• _REQUIRED ACTION_
The line with "Point out the large" marks the start; write out that line and all following lines through the end of the listing, exactly.

• _DATA EXTRACTS_

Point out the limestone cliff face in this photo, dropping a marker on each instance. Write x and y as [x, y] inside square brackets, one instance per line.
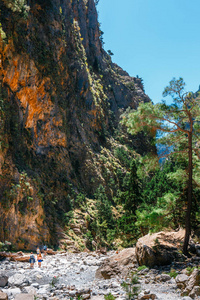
[61, 98]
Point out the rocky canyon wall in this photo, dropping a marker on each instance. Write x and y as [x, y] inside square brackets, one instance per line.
[61, 98]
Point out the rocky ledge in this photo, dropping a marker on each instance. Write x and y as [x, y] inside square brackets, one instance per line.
[73, 275]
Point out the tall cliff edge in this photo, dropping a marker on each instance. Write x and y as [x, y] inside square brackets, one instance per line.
[61, 98]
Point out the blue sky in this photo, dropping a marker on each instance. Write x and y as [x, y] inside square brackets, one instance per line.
[155, 39]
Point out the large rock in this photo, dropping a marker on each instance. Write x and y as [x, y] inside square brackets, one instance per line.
[3, 296]
[117, 264]
[3, 280]
[24, 297]
[159, 248]
[194, 281]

• _TASK RESPONSE_
Point out the large rock in this photo, dropping a marker on each instance. Write x and y as [x, y] inside square brackets, one instance per line.
[3, 296]
[117, 264]
[3, 280]
[24, 297]
[159, 248]
[194, 281]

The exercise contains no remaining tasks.